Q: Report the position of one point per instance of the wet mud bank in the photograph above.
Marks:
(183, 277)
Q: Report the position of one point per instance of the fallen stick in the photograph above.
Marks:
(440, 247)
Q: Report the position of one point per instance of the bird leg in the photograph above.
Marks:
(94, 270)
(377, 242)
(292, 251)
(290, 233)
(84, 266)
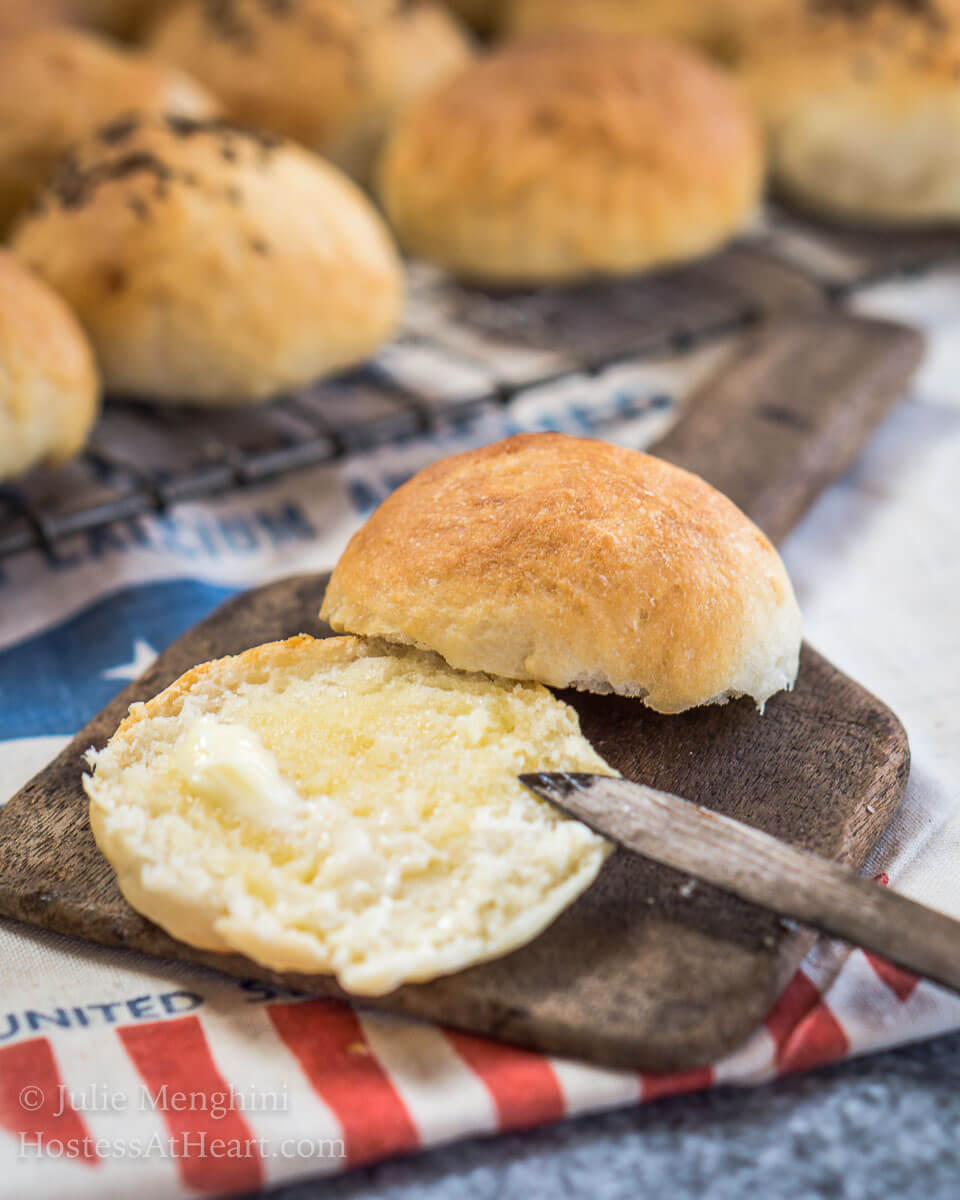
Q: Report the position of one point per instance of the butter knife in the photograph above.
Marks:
(756, 867)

|---|

(TASK DIRECTIONS) Retype the data above exactly. Do not carry over any images.

(EXPECTED ANSWER)
Q: Report the position of one point per instance of the wet mud bank in the photograph above.
Marks:
(183, 277)
Q: Report the position of one point per instance of the fallen stick in the photograph above.
Marks:
(440, 247)
Q: Report the position of one point per instance of the bird leg in the photograph above.
Marks:
(94, 270)
(377, 242)
(292, 251)
(290, 233)
(84, 266)
Q: Report the position of one point per instance of the butter knife in the photograph above.
Marks:
(756, 867)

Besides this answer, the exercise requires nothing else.